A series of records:
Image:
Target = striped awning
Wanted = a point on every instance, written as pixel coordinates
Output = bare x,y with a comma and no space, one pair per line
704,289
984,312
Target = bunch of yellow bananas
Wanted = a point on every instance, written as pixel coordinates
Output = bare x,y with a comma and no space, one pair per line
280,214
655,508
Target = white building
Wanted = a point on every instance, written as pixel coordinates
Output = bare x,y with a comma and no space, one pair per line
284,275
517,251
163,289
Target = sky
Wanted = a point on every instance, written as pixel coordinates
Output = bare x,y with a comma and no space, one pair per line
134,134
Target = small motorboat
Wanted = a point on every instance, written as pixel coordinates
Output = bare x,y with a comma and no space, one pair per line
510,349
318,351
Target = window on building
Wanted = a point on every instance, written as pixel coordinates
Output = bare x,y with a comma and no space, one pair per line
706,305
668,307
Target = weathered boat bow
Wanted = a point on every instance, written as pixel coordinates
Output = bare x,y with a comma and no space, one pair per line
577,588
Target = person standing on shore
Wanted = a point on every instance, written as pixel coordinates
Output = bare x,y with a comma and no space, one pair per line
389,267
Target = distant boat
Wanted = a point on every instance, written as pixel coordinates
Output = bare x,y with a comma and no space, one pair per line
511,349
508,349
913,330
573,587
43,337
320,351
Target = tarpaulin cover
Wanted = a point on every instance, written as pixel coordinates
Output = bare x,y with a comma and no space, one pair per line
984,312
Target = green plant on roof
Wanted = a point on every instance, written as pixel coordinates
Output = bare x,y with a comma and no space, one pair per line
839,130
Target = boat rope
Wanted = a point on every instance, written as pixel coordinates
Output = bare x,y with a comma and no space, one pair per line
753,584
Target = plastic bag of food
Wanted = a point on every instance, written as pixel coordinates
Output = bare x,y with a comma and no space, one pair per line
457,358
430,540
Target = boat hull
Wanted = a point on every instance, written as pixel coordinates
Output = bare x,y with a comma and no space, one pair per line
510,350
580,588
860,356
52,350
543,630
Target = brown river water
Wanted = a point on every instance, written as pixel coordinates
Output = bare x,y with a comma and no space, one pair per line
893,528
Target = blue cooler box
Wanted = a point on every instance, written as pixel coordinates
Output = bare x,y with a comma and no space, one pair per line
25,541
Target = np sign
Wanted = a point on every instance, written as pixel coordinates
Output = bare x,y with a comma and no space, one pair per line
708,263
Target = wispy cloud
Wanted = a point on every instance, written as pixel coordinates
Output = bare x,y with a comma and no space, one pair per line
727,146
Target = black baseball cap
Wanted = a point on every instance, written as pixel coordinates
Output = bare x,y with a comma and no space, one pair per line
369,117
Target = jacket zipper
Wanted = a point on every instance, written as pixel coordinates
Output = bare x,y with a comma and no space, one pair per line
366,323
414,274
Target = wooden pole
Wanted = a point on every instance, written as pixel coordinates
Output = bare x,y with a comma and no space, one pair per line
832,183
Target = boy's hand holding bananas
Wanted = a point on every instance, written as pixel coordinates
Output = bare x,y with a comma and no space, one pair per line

What is required ->
Can you rewrite every line of the data, request lines included, starting with the line with "Target = jacket zipper" and going on through the end of the data, with each pixel coordinate shifted by -129?

Answer to the task ->
Target = jacket zipper
Wanted = a point on every instance, written as pixel coordinates
Output = bare x,y with a comma and no space, one pair per line
237,194
285,145
Target = wooden pole
Wanted = a point on every instance, written as pixel coordinates
Output = bare x,y with a comma and no space, one pair per line
703,54
Target = boy's hand holding bananas
Wanted = a point on every instance, written as pixel coordinates
Output = bare x,y with a comma and no space, one pair per line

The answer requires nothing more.